*EXCERPTED PASSAGE:*
The Group's structure and trading balance are such that net currency exposure is naturally reduced. The Board will continue to monitor the situation and use derivatives to manage the Group's foreign currency risks where the underlying operational business or significant capital expenditure increase exposure. Transactions of a speculative nature are, and will continue to be, prohibited.

 

Net finance expense 

 

The Group applied cash from the IPO to significantly reduce bank debt in the prior year and this year settled £1.1m of loan notes outstanding from an earlier buyout of minority shareholders.  As a result of this reduced gearing, net finance expense for the year fell significantly to £0.1m (FY2016: £0.6m).  

 

Taxation 

 

The lower effective tax rate reflects enhanced R&D claims for the current and prior periods, together with utilisation and recognition of brought forward tax losses.

 

The creation of a dedicated technical Research and Development ('R&D') team together with an expectation of ongoing development of the Neptune product mean that the effective tax rate is likely to remain below the UK statutory level at least in the short term. 

 

The Group's overseas subsidiaries continue to have significant taxable losses available.  This will, in the short-term, offset expected trading profits in Germany and  Sweden that both have higher corporation tax rates than the UK.  As a result of trading in the year and forecasts for FY2018, the Group has recognised a deferred tax asset of £0.2m (FY2016: £0.1m) in relation to these losses.  The Group has a further £0.1m (2016: £0.2m) unrecognised tax asset in respect of losses in the German subsidiary.

 

Earnings per share 

 

The weighted average number of shares in issue has increased by 7.58m as a result of new shares issued in relation to the Group's IPO on 22 August 2016.

*EXERCISE REQUIREMENTS:*
1 > In the financial review excerpt, what was the net finance expense for the year?
2 > Quote the financial review excerpt from "The Group's structure" up to and including "to £0.1m (FY2016: £0.6m).".
The rows that come after this financial review excerpt have no connection to it.

[Entries pointing to named objects]
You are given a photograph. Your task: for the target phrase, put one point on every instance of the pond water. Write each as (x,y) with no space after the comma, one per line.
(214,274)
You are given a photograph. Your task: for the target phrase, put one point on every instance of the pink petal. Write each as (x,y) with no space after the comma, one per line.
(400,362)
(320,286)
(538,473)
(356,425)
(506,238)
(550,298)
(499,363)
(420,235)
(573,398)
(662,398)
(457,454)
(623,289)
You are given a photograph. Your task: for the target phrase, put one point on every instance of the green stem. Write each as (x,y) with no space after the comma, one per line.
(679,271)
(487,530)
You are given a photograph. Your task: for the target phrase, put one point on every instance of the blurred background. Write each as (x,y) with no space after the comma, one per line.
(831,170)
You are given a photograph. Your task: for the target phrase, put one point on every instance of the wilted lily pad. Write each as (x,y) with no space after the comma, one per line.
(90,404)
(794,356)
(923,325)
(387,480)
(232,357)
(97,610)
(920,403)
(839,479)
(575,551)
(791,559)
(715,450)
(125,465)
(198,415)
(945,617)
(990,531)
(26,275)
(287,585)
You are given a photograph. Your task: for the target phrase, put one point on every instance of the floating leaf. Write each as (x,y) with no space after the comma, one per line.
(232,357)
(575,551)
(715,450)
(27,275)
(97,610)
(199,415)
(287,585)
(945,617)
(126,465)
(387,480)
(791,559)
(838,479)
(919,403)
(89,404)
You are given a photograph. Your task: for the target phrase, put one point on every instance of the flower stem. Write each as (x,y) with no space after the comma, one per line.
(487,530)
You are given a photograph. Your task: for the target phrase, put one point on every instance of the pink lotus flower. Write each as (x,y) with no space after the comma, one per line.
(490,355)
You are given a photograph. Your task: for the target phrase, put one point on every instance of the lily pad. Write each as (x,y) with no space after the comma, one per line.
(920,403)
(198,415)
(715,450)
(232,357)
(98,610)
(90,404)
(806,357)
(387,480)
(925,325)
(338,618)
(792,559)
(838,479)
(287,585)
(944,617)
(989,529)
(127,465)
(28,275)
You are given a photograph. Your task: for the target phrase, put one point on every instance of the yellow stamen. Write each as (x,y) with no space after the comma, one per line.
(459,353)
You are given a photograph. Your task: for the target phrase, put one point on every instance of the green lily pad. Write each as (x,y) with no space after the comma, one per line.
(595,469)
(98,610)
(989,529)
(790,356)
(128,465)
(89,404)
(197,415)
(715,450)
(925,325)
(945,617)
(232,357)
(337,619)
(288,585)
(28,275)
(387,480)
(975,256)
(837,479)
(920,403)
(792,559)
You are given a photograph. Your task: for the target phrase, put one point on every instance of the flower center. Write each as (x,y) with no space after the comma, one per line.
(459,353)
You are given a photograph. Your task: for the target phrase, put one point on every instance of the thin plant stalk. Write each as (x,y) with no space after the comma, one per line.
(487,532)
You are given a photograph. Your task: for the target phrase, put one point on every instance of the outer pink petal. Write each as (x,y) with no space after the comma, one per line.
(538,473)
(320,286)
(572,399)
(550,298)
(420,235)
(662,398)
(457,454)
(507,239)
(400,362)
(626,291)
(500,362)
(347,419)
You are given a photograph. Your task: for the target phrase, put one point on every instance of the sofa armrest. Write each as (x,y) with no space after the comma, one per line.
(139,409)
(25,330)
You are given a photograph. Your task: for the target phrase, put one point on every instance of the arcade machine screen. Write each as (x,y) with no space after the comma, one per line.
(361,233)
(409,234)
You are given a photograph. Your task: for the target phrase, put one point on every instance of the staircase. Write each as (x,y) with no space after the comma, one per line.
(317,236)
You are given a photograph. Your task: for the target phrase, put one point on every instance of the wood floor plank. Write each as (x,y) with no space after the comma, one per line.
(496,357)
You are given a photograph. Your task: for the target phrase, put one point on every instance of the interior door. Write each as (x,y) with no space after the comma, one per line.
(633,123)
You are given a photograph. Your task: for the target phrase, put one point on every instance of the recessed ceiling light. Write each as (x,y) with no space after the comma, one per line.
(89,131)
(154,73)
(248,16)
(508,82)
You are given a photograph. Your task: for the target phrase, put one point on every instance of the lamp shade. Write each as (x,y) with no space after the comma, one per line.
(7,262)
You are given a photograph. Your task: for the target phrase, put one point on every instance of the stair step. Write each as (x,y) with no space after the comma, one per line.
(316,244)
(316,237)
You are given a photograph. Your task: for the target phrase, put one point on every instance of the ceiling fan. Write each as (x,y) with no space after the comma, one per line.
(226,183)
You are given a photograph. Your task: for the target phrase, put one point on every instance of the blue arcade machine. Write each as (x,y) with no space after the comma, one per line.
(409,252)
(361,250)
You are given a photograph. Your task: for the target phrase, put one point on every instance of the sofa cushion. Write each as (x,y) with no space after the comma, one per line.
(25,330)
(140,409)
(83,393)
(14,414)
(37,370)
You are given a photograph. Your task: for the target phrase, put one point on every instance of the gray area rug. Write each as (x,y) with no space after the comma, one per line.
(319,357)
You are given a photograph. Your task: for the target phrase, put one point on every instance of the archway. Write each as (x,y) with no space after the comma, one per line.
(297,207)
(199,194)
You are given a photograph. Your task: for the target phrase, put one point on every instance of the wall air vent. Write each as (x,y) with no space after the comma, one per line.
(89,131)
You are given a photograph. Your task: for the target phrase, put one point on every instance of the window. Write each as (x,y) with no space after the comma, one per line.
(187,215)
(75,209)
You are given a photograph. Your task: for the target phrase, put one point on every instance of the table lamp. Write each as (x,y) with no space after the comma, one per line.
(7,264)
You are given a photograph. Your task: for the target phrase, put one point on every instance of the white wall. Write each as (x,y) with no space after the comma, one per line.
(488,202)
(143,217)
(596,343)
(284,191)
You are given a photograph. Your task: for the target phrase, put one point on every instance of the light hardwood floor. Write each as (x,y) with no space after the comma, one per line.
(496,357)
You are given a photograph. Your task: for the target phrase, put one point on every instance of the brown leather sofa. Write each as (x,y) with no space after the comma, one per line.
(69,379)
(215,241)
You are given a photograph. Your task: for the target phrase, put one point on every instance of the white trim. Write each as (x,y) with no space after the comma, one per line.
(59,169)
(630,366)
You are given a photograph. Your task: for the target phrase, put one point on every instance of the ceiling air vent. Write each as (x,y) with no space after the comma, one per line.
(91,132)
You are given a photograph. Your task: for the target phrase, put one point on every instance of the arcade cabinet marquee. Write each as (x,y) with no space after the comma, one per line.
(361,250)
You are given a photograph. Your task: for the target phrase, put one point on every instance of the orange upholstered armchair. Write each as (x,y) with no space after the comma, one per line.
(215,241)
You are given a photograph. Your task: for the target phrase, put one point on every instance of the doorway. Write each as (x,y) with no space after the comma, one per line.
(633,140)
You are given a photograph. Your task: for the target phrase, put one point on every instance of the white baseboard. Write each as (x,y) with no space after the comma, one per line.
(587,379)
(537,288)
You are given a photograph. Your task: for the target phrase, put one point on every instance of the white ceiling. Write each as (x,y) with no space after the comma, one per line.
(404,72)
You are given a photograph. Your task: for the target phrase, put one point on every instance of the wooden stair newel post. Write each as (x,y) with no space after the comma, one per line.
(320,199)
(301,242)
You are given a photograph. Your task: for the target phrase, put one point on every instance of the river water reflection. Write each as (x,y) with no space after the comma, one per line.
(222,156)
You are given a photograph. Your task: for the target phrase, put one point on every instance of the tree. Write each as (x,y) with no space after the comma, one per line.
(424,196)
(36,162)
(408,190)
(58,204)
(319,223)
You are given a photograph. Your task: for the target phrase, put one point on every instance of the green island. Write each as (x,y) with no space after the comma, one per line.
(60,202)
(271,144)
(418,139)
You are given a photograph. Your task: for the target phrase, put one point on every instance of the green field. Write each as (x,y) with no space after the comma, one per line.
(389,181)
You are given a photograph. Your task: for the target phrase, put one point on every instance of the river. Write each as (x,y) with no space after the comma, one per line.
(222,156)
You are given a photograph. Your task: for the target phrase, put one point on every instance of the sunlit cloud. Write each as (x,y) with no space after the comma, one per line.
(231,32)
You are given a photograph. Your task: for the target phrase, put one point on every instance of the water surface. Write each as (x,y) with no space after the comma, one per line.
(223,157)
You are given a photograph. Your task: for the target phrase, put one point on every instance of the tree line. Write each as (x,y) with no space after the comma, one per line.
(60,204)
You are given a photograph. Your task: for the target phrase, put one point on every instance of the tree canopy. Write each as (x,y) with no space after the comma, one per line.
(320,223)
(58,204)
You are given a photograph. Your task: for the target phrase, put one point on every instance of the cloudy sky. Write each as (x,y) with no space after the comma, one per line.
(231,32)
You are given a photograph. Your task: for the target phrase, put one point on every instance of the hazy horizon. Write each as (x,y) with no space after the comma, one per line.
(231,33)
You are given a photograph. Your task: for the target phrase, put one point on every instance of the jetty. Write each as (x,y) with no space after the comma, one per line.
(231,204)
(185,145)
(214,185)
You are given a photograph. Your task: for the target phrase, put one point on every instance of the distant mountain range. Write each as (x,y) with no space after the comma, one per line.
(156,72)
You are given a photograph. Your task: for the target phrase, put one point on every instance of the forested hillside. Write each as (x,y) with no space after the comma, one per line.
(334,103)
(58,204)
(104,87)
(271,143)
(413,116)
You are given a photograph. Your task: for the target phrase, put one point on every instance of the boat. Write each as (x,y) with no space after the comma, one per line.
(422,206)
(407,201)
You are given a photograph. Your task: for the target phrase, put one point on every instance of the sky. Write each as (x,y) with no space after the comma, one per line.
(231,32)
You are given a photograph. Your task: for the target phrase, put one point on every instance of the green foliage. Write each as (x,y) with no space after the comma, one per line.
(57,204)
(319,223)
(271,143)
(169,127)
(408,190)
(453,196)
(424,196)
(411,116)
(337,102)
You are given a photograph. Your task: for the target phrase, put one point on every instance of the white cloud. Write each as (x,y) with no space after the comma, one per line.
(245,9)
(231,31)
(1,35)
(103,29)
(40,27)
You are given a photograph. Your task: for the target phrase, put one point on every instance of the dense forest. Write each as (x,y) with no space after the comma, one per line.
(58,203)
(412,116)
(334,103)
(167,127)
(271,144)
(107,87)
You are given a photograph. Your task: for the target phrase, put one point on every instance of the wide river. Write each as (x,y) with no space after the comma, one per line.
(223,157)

*PER-TASK OUTPUTS:*
1 > £0.1m, down from £0.6m in FY2016.

2 >
The Group's structure and trading balance are such that net currency exposure is naturally reduced. The Board will continue to monitor the situation and use derivatives to manage the Group's foreign currency risks where the underlying operational business or significant capital expenditure increase exposure. Transactions of a speculative nature are, and will continue to be, prohibited.

 

Net finance expense 

 

The Group applied cash from the IPO to significantly reduce bank debt in the prior year and this year settled £1.1m of loan notes outstanding from an earlier buyout of minority shareholders.  As a result of this reduced gearing, net finance expense for the year fell significantly to £0.1m (FY2016: £0.6m).